## EXTRACT TO READ
In a 2012 progress report on federal energy initiatives, the Obama administration enthusiastically asserted that it was “jumpstarting” the nuclear industry. It noted that “the Department of Energy issued a conditional commitment for a loan guarantee to support the first US nuclear reactors in more than three decades. The project … will bring two new Westinghouse AP1000 reactors online, supporting 3,500 construction jobs and 800 permanent jobs” (White House, 2012: 12).

The Southern Company is indeed building two new units at its Vogtle nuclear power plant in Georgia, but the administration’s rosy energy report omitted some key context: Those reactors, which likely wouldn’t be financed without a federal loan guarantee, are rare sunbeams in a dismal nuclear power landscape. Because of the nuclear industry’s long history of permitting problems, cost overruns, and construction delays, financial markets have been wary of backing new nuclear construction for decades. The supposed “nuclear renaissance” ballyhooed in the first decade of this century never really materialized.

And then came Fukushima, a disaster that pushed countries around the world to confront the same basic question: Should nuclear power be part of the energy future?

## PROBLEM SET
A. The passage on nuclear power names the nuclear industry's long-standing troubles that made financial markets wary. List every one of them.
B. Copy the part of the passage on nuclear power that opens with the words containing "The Southern Company" and closes with "the energy future?".
The stored entries have no connection to the passage on nuclear power.

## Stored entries
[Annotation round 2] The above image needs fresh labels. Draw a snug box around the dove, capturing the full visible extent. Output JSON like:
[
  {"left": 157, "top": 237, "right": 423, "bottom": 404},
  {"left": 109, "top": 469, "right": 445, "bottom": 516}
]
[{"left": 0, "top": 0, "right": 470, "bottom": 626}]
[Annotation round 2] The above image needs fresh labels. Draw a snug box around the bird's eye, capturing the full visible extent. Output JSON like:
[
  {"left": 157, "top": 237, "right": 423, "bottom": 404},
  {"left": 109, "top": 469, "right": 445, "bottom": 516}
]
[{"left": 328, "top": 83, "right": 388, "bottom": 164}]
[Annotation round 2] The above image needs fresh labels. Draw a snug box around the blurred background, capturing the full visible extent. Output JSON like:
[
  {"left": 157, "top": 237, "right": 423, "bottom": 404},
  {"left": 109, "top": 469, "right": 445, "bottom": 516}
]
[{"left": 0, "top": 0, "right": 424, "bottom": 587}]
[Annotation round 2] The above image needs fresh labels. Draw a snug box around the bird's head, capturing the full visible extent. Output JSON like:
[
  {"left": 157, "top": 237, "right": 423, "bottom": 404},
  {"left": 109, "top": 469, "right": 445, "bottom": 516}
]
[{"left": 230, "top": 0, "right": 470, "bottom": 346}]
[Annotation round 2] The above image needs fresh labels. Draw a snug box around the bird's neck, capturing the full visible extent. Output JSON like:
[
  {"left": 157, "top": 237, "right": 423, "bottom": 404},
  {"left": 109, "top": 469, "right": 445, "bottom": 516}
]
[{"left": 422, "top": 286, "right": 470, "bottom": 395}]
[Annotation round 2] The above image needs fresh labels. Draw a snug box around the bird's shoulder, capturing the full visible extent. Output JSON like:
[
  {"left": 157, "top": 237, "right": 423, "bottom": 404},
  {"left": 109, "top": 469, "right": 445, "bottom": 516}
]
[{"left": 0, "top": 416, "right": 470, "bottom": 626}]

## REPLIES
A. permitting problems, cost overruns, construction delays

B.
The Southern Company is indeed building two new units at its Vogtle nuclear power plant in Georgia, but the administration’s rosy energy report omitted some key context: Those reactors, which likely wouldn’t be financed without a federal loan guarantee, are rare sunbeams in a dismal nuclear power landscape. Because of the nuclear industry’s long history of permitting problems, cost overruns, and construction delays, financial markets have been wary of backing new nuclear construction for decades. The supposed “nuclear renaissance” ballyhooed in the first decade of this century never really materialized.

And then came Fukushima, a disaster that pushed countries around the world to confront the same basic question: Should nuclear power be part of the energy future?